Input
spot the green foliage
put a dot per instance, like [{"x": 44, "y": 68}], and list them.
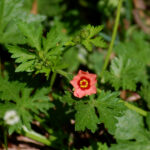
[
  {"x": 129, "y": 68},
  {"x": 95, "y": 61},
  {"x": 145, "y": 92},
  {"x": 87, "y": 37},
  {"x": 37, "y": 58},
  {"x": 10, "y": 12},
  {"x": 125, "y": 73},
  {"x": 131, "y": 146},
  {"x": 108, "y": 106},
  {"x": 17, "y": 96},
  {"x": 55, "y": 6},
  {"x": 86, "y": 117},
  {"x": 99, "y": 146},
  {"x": 131, "y": 127}
]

What to produce
Repeat the material exactly. Skip the images.

Solution to the exercise
spot the green foliage
put a dot per instance, like [{"x": 44, "y": 68}], and list them.
[
  {"x": 129, "y": 68},
  {"x": 95, "y": 61},
  {"x": 145, "y": 92},
  {"x": 87, "y": 37},
  {"x": 37, "y": 58},
  {"x": 10, "y": 12},
  {"x": 125, "y": 73},
  {"x": 131, "y": 146},
  {"x": 108, "y": 106},
  {"x": 17, "y": 96},
  {"x": 55, "y": 6},
  {"x": 86, "y": 117},
  {"x": 99, "y": 146},
  {"x": 131, "y": 127}
]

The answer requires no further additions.